* [Work task] All that should come back is the lines of the data below from the one containing "of the stone" to the one containing "of the church", inclusive, exactly as they stand.

* [Referring expression data]
┌────────

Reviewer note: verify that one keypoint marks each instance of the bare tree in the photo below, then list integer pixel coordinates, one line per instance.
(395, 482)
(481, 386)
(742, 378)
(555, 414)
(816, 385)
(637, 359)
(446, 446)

└────────
┌────────

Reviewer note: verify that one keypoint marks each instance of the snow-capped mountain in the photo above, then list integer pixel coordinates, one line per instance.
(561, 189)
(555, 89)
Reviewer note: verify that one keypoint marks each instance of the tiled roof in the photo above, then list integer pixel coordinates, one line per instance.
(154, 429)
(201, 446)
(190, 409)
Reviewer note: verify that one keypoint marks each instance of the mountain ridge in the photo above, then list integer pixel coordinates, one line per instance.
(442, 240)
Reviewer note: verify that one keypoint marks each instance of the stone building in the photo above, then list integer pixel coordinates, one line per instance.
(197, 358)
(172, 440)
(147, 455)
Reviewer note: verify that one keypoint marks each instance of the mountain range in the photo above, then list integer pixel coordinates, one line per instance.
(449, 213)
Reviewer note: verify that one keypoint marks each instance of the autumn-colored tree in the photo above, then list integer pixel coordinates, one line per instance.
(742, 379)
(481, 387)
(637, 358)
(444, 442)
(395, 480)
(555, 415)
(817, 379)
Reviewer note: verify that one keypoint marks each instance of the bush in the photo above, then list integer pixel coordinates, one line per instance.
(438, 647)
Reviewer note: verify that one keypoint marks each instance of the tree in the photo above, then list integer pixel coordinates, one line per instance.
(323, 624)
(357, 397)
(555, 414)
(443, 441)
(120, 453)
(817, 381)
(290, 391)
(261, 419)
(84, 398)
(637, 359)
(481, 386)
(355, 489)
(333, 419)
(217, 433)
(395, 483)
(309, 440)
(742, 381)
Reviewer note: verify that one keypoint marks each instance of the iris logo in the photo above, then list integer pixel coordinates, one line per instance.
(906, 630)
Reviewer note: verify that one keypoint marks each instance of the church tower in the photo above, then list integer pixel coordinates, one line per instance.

└────────

* [Response to this exercise]
Reviewer note: verify that one keypoint marks each instance of the stone building in the photo above, then list integer pixel coordinates, one line per instance.
(197, 358)
(172, 440)
(147, 455)
Reviewer note: verify that one keypoint marks each instance of the mountain range in the photo above, then list integer pixel coordinates, one line per instance.
(449, 213)
Reviewer note: verify that one keypoint marks each instance of the autumn-colored tree in the photo above, then list integer pixel coordinates, one line per instance.
(742, 379)
(481, 387)
(637, 358)
(444, 442)
(395, 480)
(555, 415)
(817, 379)
Reviewer note: verify that one keypoint marks each instance of the bush in the photo above, then list integer pixel coordinates, one line per instance.
(438, 647)
Reviewer note: verify that one keypoint marks each instance of the tree in the photo above, then list integer pixel coordinates, one line per instance.
(323, 624)
(357, 397)
(555, 414)
(443, 441)
(120, 453)
(817, 381)
(290, 391)
(261, 419)
(84, 398)
(637, 359)
(481, 386)
(355, 489)
(333, 419)
(217, 433)
(395, 483)
(309, 440)
(742, 381)
Reviewer note: verify that one keypoint marks each instance of the iris logo in the photo above, then list integer pixel coordinates, one line per instance.
(906, 630)
Reviewer note: verify that one keypoint marks each instance of the church tower in the photo above, then list integer pixel coordinates, one line per instance.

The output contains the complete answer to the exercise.